* [LAVORO RICHIESTO]
#1 Stabilisci se ciascuna affermazione concorda con il testo sulla narrativa sarda, rispondendo sì o no e citando alla lettera le parole del testo che lo decidono. (a) In Sardegna c'è uno scrittore ogni settemila abitanti. (b) Il titolo è stato ideato dall'autore del testo. (c) Secondo Fois la scrittura sarda è noir in quanto scrittura di inquietudine.
#2 Prosegui il testo sulla narrativa sarda a partire dal punto in cui si interrompe.

* [TESTO DA ANALIZZARE]
______________________________
Bel titolo, decisamente. Purtroppo non è una mia creazione, ma la tavola rotonda organizzata al Courmayeur Noir in Festival per fare il punto sul successo della narrativa sarda, sui suoi temi di fondo e su ciò che fa la differenza. Un'isola ad "alta densità di scrittori", se è vero che il rapporto è di uno ogni settemila abitanti. Ospiti dell'incontro: Michela Murgia, Giorgio Todde, Giulio Angioni, Wilson Saba, Giovanni Maria Bellu. Coordinatore: Marcello Fois (il suo ultimo libro è Stirpe, Einaudi). Partiamo da lui e dalla sua introduzione: "La scrittura sarda è scrittura internazionale? Ed è noir? La risposta ad entrambe le domande è tendenzialmente sì. È internazionale nel momento in cui non subisce il complesso del figlio minore che deve sempre giustificare le sue azioni. E' noir in quanto scrittura di inquietudine. Ma il noir è una categoria ampia, tanto che il suo senso sta anche nella sua trasgressione. La situazione odierna dell'editoria sarda mi pare florida, con un denominatore comune nell'uso insolito e creativo della lingua. Ci sono però due problemi principali: da un lato il folclorismo del volerla cacciare dentro una dimensione locale, dall'altro il provincialismo inteso come quell'aspetto esterofilo che deriva dal vergognarsi delle proprie origini. Altra questione è il rapporto con il luogo comune: una sorta di maledizione, un angelo che ti si siede accanto quando ti metti davanti al computer, ma che determina la qualità di uno scrittore. Per esempio la figura dell'accabadora è uno dei tre o quattro luoghi comuni della Sardegna, e avventurarsi in queste fauci, come ha fatto Michela Murgia, non è cosa da poco. Essere sardi non basta, bisogna saperlo essere".
______________________________
Voci salvate:
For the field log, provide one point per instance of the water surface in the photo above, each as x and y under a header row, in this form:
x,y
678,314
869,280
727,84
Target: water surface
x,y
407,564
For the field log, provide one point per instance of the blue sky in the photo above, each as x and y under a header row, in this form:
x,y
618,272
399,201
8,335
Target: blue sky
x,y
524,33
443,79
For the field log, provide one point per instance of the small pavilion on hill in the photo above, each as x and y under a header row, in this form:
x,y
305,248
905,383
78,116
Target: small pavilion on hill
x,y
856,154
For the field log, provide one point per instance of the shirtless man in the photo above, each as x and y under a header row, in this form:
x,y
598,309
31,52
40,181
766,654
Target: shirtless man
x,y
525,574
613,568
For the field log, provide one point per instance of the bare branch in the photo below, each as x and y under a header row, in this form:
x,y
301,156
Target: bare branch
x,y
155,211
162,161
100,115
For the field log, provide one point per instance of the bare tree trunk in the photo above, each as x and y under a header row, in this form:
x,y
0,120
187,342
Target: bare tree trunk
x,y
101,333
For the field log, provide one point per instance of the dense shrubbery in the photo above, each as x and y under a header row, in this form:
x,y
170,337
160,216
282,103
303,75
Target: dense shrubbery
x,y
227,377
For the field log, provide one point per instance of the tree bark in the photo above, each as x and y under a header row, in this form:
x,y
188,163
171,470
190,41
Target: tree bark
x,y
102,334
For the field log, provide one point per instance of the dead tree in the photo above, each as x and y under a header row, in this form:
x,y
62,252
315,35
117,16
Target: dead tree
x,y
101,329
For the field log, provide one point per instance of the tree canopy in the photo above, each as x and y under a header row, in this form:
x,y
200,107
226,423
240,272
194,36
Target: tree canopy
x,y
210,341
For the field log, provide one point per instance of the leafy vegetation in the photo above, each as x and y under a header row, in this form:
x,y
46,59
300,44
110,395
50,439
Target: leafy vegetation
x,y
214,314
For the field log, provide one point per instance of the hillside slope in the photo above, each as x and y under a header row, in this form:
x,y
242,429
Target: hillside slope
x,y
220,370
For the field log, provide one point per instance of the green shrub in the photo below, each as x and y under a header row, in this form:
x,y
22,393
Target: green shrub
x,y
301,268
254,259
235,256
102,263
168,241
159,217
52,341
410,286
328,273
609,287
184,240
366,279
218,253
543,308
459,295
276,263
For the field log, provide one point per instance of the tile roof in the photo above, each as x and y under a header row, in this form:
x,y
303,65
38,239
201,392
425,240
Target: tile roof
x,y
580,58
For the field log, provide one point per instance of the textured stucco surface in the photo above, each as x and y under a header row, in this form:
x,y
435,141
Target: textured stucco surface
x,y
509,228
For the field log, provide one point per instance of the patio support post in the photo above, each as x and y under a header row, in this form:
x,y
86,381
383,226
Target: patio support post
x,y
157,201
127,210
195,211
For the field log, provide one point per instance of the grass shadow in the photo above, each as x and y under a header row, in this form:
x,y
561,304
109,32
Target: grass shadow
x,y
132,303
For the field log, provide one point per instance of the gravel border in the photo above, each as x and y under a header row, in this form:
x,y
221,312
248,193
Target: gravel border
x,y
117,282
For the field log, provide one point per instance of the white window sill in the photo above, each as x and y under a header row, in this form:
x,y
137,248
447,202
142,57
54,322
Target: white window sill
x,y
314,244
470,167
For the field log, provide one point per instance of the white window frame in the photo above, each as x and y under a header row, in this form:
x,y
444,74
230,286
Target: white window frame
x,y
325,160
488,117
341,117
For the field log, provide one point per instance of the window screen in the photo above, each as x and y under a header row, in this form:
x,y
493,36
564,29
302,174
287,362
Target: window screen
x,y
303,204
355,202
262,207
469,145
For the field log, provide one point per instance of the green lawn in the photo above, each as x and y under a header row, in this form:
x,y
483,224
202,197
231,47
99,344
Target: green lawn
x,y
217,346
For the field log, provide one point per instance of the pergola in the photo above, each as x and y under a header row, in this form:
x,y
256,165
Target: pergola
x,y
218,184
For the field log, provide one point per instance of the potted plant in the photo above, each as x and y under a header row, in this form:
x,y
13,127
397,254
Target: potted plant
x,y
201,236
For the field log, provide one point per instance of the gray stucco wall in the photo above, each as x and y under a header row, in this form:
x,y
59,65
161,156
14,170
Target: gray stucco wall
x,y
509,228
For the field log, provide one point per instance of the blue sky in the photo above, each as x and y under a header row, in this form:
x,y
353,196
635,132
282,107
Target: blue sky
______________________________
* [RISPOSTE]
#1 (a) Sì: «se è vero che il rapporto è di uno ogni settemila abitanti». (b) No: «Purtroppo non è una mia creazione». (c) Sì: «E' noir in quanto scrittura di inquietudine».

#2
Giorgio Todde (il suo ultimo libro è Dieci gocce, Frassinelli): "Mi si è inaridita la vena su questo tema: essere sardo per me non ha mai costituito un'aggravante. La Sardegna è un'isola, e come tale è metaforica e simbolica. Il nostro corredo genetico viene studiato in tutto il mondo, perché è puro, soprattutto di chi proviene dal centro dell'isola. Quindi, se la genetica determina la forma del nostro volto, il ragionamento deve partire anche da questo aspetto, e dalle caratteristiche che comporta essere un popolo appartato".